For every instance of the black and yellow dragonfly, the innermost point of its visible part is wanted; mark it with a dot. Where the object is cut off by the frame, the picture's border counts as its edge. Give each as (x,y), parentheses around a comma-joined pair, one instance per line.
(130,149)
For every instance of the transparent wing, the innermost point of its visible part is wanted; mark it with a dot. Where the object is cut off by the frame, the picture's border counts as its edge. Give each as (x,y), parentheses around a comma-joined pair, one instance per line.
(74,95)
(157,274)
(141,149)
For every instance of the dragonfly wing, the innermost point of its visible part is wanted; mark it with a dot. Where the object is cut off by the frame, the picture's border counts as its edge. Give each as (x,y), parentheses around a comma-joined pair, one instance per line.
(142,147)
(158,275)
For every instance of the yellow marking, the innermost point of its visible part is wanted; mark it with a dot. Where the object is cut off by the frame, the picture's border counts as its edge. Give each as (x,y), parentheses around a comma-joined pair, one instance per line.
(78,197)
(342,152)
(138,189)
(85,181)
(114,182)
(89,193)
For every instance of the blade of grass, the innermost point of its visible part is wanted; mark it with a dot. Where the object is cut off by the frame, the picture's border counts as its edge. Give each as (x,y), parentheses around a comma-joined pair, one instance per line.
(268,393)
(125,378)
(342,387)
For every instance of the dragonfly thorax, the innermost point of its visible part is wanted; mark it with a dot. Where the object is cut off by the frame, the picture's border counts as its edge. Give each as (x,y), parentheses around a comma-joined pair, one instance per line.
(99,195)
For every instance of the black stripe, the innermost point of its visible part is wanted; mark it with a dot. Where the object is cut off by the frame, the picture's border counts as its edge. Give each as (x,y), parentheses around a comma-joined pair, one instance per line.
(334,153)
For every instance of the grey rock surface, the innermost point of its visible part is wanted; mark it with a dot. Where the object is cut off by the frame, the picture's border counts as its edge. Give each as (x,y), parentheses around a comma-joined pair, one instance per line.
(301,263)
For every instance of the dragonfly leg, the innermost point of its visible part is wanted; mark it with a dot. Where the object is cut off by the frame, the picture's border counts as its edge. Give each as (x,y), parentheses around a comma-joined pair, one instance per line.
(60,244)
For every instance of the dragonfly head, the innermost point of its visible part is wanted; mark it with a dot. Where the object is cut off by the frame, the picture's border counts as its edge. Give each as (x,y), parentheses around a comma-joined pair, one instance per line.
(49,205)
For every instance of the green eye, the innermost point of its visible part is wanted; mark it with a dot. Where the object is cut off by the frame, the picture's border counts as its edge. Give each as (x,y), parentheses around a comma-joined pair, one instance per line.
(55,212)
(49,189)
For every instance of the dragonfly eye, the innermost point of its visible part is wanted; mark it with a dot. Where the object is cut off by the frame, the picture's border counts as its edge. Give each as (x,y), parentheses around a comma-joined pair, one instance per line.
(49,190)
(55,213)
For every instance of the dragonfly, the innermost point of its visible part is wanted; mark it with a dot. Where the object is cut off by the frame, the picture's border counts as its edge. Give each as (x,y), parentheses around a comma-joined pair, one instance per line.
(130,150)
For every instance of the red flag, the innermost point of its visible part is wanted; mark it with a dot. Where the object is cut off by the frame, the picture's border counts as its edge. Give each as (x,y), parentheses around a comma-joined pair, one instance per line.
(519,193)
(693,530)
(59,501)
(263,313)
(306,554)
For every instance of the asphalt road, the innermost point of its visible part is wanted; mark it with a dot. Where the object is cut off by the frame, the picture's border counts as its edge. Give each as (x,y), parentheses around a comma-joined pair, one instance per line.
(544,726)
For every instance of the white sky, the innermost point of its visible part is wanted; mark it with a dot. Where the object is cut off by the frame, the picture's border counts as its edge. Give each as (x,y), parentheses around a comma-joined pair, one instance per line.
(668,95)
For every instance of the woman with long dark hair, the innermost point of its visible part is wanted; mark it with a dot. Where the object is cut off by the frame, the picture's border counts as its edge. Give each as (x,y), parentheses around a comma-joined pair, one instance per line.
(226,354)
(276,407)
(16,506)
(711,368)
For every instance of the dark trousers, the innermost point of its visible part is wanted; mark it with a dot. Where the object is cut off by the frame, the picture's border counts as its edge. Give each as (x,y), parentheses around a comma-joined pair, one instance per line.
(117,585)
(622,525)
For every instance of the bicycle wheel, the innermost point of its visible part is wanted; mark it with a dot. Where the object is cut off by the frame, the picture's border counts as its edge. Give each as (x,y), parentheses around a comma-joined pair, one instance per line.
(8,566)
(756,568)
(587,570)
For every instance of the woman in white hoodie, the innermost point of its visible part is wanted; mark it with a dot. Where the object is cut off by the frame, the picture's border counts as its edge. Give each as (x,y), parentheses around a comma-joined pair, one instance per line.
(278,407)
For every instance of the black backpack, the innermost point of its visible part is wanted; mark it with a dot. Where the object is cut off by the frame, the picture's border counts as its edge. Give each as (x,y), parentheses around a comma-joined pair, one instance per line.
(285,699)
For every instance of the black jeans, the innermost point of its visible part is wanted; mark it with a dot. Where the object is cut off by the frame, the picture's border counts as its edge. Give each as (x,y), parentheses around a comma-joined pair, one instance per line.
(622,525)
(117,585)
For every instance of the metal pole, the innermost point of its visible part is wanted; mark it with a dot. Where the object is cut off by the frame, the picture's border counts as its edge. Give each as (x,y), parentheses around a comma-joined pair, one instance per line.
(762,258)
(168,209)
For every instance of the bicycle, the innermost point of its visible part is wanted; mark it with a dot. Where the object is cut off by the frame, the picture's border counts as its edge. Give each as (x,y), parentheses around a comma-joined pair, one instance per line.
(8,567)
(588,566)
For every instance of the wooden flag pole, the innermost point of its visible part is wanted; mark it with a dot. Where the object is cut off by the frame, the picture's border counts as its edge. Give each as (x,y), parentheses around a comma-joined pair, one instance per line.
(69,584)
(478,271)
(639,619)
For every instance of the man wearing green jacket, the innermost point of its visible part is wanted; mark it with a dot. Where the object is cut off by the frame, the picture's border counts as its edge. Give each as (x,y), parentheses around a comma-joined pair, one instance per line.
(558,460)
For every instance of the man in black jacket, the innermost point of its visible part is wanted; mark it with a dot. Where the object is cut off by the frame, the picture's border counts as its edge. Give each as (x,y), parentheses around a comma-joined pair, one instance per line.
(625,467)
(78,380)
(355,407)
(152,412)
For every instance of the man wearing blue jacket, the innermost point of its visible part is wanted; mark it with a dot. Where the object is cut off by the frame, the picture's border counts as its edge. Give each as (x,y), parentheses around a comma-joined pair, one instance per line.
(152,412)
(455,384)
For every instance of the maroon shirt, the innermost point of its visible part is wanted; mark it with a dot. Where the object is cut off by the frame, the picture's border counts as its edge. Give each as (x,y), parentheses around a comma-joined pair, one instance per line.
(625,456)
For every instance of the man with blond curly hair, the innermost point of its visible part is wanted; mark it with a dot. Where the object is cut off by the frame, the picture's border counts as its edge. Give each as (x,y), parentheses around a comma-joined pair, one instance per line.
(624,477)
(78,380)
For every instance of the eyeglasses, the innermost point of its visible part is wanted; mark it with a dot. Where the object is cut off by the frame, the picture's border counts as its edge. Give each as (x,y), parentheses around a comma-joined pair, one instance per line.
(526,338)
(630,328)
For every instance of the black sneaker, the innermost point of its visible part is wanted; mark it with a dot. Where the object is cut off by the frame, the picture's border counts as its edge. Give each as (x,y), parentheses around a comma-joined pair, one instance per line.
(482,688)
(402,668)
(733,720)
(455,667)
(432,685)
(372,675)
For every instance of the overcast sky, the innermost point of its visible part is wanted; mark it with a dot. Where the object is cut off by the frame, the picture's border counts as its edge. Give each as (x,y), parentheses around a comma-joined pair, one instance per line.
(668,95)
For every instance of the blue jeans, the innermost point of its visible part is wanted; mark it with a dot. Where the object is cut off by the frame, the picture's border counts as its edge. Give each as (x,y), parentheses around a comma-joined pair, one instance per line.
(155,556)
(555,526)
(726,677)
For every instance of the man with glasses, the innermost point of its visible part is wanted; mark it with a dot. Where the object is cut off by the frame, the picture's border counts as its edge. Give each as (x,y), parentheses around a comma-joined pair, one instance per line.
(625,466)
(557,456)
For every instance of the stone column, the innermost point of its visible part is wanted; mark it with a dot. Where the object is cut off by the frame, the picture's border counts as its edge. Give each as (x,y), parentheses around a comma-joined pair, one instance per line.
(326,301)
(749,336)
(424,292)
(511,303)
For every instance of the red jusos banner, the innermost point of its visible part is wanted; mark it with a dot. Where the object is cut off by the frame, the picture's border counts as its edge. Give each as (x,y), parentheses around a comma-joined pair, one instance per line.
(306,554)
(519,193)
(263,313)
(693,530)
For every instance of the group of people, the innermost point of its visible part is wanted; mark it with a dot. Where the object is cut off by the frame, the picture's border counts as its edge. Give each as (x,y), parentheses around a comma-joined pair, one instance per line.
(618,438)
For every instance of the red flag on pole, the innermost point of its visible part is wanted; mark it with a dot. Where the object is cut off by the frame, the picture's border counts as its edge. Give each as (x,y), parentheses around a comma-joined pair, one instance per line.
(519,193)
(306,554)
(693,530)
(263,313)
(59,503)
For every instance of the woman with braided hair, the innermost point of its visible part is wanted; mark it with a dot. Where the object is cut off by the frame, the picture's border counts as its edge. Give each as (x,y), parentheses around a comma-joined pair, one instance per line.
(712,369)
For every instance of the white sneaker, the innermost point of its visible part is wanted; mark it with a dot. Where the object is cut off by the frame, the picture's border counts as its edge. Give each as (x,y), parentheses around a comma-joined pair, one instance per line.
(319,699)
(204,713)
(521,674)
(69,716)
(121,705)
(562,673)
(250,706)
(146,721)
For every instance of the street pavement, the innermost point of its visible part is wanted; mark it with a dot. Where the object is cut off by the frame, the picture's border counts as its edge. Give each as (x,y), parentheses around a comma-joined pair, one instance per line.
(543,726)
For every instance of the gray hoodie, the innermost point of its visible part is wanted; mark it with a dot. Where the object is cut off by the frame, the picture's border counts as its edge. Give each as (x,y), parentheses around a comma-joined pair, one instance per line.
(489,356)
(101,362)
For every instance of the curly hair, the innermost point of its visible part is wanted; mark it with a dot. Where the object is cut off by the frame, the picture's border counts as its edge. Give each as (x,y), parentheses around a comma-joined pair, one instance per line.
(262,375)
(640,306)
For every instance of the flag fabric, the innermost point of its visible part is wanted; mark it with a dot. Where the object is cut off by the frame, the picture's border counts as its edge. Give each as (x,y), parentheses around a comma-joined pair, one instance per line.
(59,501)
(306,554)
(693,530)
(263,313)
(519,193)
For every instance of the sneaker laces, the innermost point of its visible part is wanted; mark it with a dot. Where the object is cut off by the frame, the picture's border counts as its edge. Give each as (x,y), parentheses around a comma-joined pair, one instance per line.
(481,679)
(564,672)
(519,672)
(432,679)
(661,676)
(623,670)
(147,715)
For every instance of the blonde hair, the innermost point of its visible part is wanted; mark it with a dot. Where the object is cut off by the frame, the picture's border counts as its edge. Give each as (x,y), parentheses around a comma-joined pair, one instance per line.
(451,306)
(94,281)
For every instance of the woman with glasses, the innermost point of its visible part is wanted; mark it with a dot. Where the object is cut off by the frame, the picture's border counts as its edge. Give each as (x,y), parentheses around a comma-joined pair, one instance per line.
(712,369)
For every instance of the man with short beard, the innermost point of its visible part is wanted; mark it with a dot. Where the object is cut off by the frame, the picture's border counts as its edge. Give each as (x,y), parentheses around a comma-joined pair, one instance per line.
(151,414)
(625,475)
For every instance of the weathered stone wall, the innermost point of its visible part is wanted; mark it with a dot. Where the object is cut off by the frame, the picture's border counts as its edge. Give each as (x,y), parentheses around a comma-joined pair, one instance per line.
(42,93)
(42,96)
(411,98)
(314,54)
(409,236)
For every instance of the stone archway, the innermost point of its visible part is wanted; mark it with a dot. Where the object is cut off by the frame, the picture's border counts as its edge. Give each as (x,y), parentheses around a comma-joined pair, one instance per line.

━━━━━━━━━━

Task goal:
Turn the stretch of entries above, from the line containing "For every instance of the man with short" through the end of the entries, into a numbered list with blank lines omitted.

Solved problem:
1. For every instance of the man with short beard, the innermost point of its visible part is wanted; mark it with a dot. Where the object is cut off by the frame, the picture's border counts as its edge. Give each as (x,y), parentheses around a comma-joined pair, one instance per line.
2. (151,414)
3. (625,475)
4. For every instance of the weathered stone wall, the innermost point of its visible part is wanted; mark it with a dot. Where the object is cut off by the frame, the picture's border counts as its edge. Give each as (x,y), parentheses around a comma-joined pair, one instance per line.
5. (42,93)
6. (42,96)
7. (411,98)
8. (314,54)
9. (409,236)
10. For every instance of the stone archway, the innermost point of its visible part is wanted; mark it with a dot. Where the object is cut off by the frame, the picture's border counts as its edge. Give each as (x,y), parentheses around a comma-joined pair, one instance per line.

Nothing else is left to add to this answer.